## [Record excerpts]
* * * * * * *

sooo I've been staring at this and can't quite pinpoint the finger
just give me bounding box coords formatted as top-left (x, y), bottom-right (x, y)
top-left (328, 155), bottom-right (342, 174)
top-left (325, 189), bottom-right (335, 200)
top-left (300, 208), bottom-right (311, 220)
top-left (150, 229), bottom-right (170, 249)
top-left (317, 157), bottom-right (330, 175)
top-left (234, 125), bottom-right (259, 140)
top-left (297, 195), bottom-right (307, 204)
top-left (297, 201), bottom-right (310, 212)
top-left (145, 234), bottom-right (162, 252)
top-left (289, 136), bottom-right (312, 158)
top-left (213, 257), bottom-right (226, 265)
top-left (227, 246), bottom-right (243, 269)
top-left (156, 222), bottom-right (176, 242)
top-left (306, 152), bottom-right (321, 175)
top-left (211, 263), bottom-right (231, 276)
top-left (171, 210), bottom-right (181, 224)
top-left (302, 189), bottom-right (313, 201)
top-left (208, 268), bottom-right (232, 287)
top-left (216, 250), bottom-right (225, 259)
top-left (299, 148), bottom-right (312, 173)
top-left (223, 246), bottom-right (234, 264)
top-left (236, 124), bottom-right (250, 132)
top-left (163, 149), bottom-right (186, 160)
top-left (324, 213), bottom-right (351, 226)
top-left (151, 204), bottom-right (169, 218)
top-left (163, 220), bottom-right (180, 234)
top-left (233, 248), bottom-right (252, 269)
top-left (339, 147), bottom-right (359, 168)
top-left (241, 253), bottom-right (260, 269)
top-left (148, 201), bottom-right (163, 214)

* * * * * * *

## [Work to complete]
Please output the records shown above, with every character intact.

## [Output for this exercise]
sooo I've been staring at this and can't quite pinpoint the finger
just give me bounding box coords formatted as top-left (x, y), bottom-right (x, y)
top-left (328, 155), bottom-right (342, 174)
top-left (325, 189), bottom-right (335, 200)
top-left (300, 208), bottom-right (311, 220)
top-left (150, 229), bottom-right (170, 249)
top-left (317, 157), bottom-right (330, 175)
top-left (234, 125), bottom-right (259, 140)
top-left (297, 195), bottom-right (307, 204)
top-left (297, 201), bottom-right (310, 212)
top-left (145, 234), bottom-right (162, 252)
top-left (289, 136), bottom-right (312, 158)
top-left (213, 257), bottom-right (226, 265)
top-left (227, 246), bottom-right (243, 269)
top-left (156, 222), bottom-right (176, 242)
top-left (306, 152), bottom-right (321, 175)
top-left (211, 263), bottom-right (231, 276)
top-left (171, 210), bottom-right (181, 224)
top-left (302, 189), bottom-right (313, 201)
top-left (208, 268), bottom-right (232, 287)
top-left (216, 250), bottom-right (225, 259)
top-left (299, 148), bottom-right (312, 173)
top-left (223, 246), bottom-right (234, 264)
top-left (236, 124), bottom-right (250, 132)
top-left (163, 149), bottom-right (186, 160)
top-left (324, 213), bottom-right (351, 226)
top-left (151, 204), bottom-right (169, 218)
top-left (163, 220), bottom-right (180, 234)
top-left (233, 248), bottom-right (252, 269)
top-left (339, 147), bottom-right (359, 168)
top-left (241, 253), bottom-right (260, 269)
top-left (148, 201), bottom-right (163, 214)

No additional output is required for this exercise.